» Petunjuk Tugas
1. Menurut teks tentang ikhlas sebagai ruh ibadah, apa nama nur yang dipancarkan Allah swt kepada hati hamba-Nya?
2. Teruskan teks tentang ikhlas sebagai ruh ibadah, mulai setelah kalimat terakhirnya.

Ikhlas adalah Ruh Ibadah


Amalan lahiriah merupakan kerangka, sedangkan ruhnya adalah ikhlas yang tersembunyi dalam amalan tersebut

Amal lahiriah digambarkan sebagai batang tubuh dan ikhlas digambarkan sebagai nyawa yang menghidupkan batang tubuh itu. Seandainya kita kurang mendapat efek yang baik dari latihan keruhanian, hendaklah kita merenung dengan mendalam terhadap batang tubuh amal, apakah ia bernyawa atau tidak.

Hikmah sepuluh ini menghubungkan amal dengan ikhlas. Hikmah sembilan yang lalu telah menghubungkan amal dengan hal. Kedua Kalam Hikmah ini membina jembatan yang menghubungkan hal dengan ikhlas. Ikhlas menjadi persediaan yang penting bagi hati menyambut kedatangan pencahayaan Nur Ilahi. Apabila Allah swt berkehendak memperkenalkan Diri-Nya kepada hamba-Nya maka dipancarkan Nur-Nya kepada hati hamba tersebut. nur yang dipancarkan kepada hati dinamakan Nur Sir atau Nur Rahasia Allah swt. Hati yang diterangi oleh nur akan merasakan hal ketuhanan atau mendapat tanda-tanda tentang Tuhan. Setelah mendapat pertanda dari Tuhan maka hati pun mengenal Tuhan. Hati yang memiliki ciri atau sifat begini adalah hati yang mempunyai ikhlas tingkat tertinggi. Tuhan berfirman untuk menggambarkan ikhlas dan hubungannya dengan ma’rifat:

“Sesungguhnya wanita itu telah bermaksud (melakukan perbuatan itu) dengan Yusuf, dan Yusuf pun bermaksud (melakukan pula) dengan wanita itu andaikata Dia tidak melihat tanda (dari) Tuhannya. Demikianlah, agar Kami memalingkan dari padanya kemungkaran dan kekejian. Sesungguhnya Yusuf itu termasuk hamba-hamba Kami yang terpilih” (QS. Yusuf: 24).

» Baris Data
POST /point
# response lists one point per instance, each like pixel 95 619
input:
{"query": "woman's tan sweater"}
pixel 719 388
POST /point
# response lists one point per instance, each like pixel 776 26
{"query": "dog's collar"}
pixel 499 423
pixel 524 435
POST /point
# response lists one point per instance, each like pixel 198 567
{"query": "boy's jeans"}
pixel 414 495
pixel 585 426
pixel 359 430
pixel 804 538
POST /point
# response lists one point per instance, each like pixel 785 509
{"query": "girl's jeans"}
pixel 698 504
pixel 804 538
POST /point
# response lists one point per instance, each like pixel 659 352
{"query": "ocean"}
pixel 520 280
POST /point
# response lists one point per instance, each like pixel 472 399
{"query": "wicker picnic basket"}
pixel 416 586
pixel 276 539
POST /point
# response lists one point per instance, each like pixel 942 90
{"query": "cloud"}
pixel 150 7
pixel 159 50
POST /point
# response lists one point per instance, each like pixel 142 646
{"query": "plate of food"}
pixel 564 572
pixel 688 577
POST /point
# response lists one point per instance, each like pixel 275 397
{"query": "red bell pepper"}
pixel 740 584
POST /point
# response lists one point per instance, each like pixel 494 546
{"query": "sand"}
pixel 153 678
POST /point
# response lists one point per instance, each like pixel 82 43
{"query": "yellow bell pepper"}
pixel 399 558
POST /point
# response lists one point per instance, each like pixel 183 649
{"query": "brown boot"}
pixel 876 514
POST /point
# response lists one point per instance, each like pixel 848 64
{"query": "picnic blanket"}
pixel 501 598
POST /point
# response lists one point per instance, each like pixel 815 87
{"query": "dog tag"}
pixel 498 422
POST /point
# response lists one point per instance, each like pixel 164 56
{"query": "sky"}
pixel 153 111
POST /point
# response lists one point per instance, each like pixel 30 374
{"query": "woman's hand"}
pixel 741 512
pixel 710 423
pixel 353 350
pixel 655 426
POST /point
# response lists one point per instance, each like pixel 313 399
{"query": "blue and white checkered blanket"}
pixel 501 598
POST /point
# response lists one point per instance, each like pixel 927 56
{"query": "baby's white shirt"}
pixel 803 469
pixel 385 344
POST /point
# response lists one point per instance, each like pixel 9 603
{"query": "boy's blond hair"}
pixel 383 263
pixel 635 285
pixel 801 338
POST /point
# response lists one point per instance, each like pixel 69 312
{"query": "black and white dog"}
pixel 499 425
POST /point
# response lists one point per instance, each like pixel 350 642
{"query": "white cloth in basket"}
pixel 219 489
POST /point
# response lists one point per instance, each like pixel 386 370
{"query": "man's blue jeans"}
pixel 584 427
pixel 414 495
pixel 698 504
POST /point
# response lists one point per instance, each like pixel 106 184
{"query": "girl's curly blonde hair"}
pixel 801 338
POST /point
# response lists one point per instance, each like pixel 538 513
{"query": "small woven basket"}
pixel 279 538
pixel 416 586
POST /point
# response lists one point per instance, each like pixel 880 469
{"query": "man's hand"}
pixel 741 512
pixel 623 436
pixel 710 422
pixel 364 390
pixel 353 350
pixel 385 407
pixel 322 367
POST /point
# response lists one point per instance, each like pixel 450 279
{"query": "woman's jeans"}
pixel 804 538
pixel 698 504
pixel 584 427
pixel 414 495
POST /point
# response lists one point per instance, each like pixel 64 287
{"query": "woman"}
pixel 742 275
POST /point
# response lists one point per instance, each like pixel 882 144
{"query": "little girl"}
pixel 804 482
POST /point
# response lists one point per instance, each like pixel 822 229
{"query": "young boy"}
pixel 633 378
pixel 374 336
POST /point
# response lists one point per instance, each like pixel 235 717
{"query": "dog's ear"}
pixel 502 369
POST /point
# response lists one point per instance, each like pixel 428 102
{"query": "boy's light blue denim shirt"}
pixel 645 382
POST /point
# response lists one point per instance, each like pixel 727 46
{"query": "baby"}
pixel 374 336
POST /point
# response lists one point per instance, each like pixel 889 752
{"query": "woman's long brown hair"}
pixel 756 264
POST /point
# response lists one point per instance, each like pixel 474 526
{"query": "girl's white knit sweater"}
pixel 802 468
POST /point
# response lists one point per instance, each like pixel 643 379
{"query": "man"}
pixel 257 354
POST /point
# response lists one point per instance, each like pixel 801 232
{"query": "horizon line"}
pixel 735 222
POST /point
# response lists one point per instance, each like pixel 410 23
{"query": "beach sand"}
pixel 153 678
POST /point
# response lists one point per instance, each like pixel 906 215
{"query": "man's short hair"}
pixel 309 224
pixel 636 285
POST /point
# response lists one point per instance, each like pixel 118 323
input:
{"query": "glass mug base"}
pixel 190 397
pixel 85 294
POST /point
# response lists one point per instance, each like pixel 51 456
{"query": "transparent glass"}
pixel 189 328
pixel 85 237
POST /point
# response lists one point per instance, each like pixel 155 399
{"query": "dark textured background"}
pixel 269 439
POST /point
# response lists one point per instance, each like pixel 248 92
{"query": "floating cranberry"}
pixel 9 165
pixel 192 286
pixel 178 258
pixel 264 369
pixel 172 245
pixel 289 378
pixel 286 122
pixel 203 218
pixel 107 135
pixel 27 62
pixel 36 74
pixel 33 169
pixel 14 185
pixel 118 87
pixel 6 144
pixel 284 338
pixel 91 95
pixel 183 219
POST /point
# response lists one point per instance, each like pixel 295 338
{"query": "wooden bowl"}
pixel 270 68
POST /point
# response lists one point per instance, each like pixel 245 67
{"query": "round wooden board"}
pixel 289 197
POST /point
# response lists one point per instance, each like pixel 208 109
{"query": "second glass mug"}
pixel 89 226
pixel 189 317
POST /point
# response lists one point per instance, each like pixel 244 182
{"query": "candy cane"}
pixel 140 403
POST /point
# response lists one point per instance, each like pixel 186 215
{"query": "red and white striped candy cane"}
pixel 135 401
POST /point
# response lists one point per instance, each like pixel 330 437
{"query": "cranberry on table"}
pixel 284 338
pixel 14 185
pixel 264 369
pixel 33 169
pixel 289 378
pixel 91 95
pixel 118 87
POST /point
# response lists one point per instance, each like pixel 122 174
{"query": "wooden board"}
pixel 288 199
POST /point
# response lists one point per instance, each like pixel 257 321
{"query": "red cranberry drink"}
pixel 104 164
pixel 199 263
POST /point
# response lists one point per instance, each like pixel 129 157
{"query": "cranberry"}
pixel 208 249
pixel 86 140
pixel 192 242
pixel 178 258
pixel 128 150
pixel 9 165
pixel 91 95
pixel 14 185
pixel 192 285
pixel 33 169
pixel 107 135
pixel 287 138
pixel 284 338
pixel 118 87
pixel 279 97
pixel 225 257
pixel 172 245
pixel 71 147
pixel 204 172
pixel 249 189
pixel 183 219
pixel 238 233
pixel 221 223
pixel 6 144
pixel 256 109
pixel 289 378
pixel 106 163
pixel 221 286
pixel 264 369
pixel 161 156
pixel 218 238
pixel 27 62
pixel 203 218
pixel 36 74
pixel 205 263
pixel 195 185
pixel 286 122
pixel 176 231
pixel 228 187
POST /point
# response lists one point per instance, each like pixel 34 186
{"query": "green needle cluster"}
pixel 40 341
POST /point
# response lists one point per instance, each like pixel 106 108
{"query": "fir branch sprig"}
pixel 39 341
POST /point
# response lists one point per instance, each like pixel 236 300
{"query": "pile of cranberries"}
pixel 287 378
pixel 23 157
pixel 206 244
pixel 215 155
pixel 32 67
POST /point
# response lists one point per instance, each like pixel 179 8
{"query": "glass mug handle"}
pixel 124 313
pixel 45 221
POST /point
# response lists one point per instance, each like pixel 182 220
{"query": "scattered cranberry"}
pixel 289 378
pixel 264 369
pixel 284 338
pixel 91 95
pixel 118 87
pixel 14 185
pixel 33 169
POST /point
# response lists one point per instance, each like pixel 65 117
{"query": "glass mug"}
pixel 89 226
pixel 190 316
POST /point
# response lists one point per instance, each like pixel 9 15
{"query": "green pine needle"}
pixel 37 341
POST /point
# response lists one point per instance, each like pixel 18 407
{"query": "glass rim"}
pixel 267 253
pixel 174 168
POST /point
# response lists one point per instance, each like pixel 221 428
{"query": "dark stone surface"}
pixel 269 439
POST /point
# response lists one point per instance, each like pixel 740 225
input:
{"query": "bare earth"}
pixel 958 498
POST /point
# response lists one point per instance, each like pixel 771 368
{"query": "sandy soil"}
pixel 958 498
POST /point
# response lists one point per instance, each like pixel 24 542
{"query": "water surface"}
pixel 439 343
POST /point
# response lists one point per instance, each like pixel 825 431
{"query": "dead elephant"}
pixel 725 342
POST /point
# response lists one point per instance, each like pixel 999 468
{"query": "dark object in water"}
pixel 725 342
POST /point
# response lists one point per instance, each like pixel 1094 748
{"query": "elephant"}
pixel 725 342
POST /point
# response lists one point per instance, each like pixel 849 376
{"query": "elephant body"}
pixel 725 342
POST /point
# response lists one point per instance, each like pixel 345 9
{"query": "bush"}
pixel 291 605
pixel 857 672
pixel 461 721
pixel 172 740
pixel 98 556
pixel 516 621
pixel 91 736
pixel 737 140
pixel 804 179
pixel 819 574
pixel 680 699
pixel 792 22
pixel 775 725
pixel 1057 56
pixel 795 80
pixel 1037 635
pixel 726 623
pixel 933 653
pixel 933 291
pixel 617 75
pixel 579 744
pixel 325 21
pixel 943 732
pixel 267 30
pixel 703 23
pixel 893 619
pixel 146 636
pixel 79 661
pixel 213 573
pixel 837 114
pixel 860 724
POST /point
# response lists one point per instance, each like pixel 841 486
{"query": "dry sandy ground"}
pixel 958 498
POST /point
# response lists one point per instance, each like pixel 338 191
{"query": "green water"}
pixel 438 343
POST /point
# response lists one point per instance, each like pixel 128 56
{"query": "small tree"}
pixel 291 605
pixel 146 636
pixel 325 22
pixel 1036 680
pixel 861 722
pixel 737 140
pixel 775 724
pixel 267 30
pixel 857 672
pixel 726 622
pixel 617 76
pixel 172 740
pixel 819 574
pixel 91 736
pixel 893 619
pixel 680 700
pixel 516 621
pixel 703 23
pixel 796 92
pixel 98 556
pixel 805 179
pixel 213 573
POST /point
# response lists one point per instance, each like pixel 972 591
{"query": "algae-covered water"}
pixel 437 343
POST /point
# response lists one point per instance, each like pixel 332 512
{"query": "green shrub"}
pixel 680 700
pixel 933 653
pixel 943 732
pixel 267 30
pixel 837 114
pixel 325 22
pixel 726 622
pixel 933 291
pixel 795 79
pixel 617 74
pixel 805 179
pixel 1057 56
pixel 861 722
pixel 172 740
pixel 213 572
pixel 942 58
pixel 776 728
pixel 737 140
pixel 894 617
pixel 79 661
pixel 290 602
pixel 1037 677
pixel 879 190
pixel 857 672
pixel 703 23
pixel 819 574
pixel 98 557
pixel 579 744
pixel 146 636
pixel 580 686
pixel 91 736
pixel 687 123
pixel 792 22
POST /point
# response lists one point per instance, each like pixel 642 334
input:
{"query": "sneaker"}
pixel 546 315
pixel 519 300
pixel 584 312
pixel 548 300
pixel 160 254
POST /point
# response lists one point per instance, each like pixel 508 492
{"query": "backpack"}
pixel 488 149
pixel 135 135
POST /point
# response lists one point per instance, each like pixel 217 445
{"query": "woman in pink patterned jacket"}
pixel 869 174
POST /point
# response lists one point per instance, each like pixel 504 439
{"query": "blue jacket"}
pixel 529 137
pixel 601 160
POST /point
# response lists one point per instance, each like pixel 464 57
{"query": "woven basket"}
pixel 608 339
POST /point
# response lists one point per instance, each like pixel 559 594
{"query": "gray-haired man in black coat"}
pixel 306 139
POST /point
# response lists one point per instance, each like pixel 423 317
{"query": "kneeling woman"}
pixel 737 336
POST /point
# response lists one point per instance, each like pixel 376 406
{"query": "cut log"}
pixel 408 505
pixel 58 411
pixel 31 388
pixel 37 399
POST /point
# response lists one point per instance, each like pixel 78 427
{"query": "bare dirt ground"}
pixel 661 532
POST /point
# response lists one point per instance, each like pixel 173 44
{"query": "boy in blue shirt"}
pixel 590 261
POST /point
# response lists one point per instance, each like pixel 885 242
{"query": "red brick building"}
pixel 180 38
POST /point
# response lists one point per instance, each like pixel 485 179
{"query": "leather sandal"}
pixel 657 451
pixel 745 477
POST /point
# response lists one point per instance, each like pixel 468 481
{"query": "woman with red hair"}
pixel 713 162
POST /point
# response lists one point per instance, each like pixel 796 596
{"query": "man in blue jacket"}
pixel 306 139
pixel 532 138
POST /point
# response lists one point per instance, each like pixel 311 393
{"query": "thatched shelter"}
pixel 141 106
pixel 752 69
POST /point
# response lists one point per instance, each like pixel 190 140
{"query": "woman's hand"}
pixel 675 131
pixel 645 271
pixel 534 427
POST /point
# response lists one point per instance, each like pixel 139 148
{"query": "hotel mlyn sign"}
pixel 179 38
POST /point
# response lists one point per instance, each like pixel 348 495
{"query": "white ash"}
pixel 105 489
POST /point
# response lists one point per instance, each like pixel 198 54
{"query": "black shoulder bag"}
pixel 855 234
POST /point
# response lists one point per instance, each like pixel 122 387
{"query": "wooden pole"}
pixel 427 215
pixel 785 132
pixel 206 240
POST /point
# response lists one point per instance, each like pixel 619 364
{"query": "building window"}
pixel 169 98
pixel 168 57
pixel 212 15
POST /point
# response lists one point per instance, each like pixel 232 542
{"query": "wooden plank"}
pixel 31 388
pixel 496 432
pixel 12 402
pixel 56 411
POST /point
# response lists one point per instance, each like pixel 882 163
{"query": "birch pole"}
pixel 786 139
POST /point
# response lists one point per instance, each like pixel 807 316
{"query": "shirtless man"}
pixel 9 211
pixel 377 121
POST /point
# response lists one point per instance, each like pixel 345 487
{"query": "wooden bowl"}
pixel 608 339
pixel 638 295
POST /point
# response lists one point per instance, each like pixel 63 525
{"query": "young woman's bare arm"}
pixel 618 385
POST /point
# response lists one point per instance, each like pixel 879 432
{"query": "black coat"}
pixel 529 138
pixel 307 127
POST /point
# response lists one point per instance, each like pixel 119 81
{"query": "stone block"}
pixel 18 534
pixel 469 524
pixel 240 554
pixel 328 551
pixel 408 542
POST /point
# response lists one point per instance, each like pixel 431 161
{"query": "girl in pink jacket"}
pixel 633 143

» Jawaban
1. Nur Sir atau Nur Rahasia Allah swt.

2.
Nabi Yusuf as adalah hamba Allah swt yang ikhlas. Hamba yang ikhlas berada dalam pemeliharaan Allah swt. Apabila dirangsang untuk melakukan kejahatan dan kekotoran, Nur Rahasia Allah swt akan memancar di dalam hatinya sehingga dia menyaksikan dengan jelas akan tanda-tanda Allah swt dan sekaligus meleburkan rangsangan jahat tadi. Inilah tingkat yang tertinggi yang dimiliki oleh orang arif dan dekat dengan Allah swt. Mata hatinya senantiasa memandang kepada Allah swt baik semasa beramal ataupun semasa terdiam. Allah swt sendiri yang memeliharanya. Allah swt mengajarkan agar hamba-Nya terhubung dengan-Nya dalam keadaan ikhlas.

“Dialah yang hidup kekal, tiada Tuhan (yang berhak disembah) melainkan Dia; maka sembahlah Dia dengan memurnikan ibadat kepada-Nya. Segala puji bagi Allah Tuhan semesta alam” (QS. Al-Mu’min: 65).

Allah swt Yang Maha Hidup. Dia memiliki segala kehidupan. Dia jualah Tuhan sekalian alam. apa saja yang ada dalam alam ini adalah ciptaan-Nya. Apa saja yang hidup adalah diperhidupkan oleh-Nya. Jalan dari Allah swt adalah nikmat dan karunia, sementara jalan dari hamba kepada-Nya harus disertai dengan ikhlas. Hamba dituntut supaya mengikhlaskan segala aspek kehidupan untuk-Nya. Dalam melaksanakan tuntutan mengikhlaskan kehidupan untuk Allah swt ini, hamba tidak boleh merasa takut dan gentar kepada sesama makhluk.

“Maka sembahlah Allah dengan memurnikan ibadat kepada-Nya, meskipun orang-orang kafir tidak menyukai(nya)” (QS. Al-Mu’min: 14).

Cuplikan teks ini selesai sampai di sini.